* **EXERCISE AIM**:
Each line from the one holding "Could you please pick out the 1003" through the final line of the data below is to be given again exactly, and no other line is to appear.

SOURCE MATERIAL: Begin

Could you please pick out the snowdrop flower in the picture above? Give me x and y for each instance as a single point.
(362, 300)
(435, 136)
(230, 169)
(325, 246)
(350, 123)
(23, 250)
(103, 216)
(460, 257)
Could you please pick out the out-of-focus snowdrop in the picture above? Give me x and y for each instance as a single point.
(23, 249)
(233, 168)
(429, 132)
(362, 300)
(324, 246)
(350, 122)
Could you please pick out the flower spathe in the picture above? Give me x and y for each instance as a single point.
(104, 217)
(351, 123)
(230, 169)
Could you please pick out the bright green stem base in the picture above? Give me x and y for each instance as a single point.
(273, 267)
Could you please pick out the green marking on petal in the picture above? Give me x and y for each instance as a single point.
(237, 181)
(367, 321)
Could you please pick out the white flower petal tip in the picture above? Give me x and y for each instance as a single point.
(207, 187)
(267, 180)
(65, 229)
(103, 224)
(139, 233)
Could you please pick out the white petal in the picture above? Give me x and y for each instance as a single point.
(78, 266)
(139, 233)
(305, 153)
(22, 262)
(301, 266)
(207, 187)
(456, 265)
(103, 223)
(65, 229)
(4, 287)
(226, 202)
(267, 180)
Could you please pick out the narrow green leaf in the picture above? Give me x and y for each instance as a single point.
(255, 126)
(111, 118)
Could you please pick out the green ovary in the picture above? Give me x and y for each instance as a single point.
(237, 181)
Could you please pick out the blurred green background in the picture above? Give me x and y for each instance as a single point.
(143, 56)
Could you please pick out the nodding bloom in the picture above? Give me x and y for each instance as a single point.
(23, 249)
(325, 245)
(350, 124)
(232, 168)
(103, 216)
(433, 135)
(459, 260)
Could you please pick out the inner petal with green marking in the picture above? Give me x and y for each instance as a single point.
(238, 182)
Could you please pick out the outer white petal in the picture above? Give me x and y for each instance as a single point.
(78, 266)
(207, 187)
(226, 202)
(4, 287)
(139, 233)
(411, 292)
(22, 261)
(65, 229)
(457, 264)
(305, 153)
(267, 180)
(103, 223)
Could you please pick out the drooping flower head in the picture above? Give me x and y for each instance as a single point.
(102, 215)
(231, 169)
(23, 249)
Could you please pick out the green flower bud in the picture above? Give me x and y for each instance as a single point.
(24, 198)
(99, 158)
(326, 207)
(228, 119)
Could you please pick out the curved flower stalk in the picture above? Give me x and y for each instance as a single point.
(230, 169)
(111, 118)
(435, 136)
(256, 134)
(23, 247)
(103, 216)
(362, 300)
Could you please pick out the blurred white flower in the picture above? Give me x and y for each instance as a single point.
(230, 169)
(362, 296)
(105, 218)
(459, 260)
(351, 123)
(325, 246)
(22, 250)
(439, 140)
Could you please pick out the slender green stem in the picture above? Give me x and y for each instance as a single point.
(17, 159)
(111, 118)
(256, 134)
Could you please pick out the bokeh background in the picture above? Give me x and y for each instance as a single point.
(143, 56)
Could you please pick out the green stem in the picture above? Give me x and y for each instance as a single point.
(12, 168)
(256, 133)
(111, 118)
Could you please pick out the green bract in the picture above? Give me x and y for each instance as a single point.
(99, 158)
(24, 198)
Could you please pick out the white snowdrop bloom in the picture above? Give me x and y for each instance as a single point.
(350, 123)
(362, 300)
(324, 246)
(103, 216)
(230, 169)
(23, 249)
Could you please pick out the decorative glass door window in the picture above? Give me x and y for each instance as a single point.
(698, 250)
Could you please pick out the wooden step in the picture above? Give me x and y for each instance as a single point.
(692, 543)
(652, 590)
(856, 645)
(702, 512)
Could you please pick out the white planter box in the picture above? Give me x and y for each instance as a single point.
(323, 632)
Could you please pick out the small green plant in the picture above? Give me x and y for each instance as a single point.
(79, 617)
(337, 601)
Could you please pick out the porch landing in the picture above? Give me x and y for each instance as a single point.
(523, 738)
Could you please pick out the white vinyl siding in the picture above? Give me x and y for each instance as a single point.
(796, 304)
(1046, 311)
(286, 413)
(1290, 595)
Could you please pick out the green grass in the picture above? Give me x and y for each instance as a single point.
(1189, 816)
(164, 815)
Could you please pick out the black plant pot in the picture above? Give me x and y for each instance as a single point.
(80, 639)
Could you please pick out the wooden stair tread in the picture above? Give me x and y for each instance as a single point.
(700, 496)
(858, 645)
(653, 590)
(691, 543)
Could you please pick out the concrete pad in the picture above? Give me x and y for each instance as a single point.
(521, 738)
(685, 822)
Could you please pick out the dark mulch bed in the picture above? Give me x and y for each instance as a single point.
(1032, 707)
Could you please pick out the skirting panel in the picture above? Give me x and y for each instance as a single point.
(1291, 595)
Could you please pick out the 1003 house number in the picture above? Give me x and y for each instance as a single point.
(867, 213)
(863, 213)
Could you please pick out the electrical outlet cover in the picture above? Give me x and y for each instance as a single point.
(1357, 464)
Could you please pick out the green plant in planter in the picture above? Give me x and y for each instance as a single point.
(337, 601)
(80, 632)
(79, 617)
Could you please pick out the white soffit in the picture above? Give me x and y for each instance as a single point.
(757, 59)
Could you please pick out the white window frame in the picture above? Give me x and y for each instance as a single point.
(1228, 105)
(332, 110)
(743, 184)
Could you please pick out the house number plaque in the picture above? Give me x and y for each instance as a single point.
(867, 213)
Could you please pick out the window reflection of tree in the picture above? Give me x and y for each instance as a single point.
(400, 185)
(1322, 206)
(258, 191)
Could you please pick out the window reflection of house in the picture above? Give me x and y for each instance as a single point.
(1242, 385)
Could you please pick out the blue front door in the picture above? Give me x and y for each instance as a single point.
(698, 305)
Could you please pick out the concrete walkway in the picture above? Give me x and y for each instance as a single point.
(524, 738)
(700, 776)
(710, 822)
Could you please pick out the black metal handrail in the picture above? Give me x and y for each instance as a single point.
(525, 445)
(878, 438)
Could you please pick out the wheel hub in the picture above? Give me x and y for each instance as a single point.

SOURCE MATERIAL: End

* **COMPLETED EXERCISE**:
Could you please pick out the 1003 house number in the picture above? Give me x and y for each instance as a single point.
(867, 213)
(863, 213)
Could you please pick out the electrical outlet cover in the picture above? Give me x and y for each instance as a single point.
(1357, 464)
Could you please pick out the green plant in planter in the picture above? Give me x and y for each instance as a single point.
(337, 601)
(80, 632)
(79, 617)
Could you please pick out the white soffit in the picture above? Give me x and y for each instance as a single point.
(757, 59)
Could you please pick out the white window frame in the picture above? Give me x and y for each instance as a single point.
(1228, 105)
(332, 110)
(743, 184)
Could you please pick out the house number plaque in the picture above? Give me x and y for each instance as a single point.
(867, 213)
Could you please pick out the window reflection of tree in the picture above? Give me x and y for each instance as a single point.
(400, 185)
(1322, 206)
(258, 191)
Could you please pick out the window reflection of house in the picture above? Give me x and y for each instance as a single point.
(1242, 385)
Could you please pick out the blue front door in the picture above? Give me x and y for each instance as a single point.
(698, 305)
Could you please pick out the concrete walkway in the picture above? Give me x and y for each instance as a single point.
(524, 738)
(700, 776)
(710, 822)
Could you please pick out the black metal handrail in the picture above? Give me x and y for each instance as a single point.
(525, 445)
(878, 438)
Could you please pick out the wheel hub in the picture above? Give me x and y for each instance as a single point.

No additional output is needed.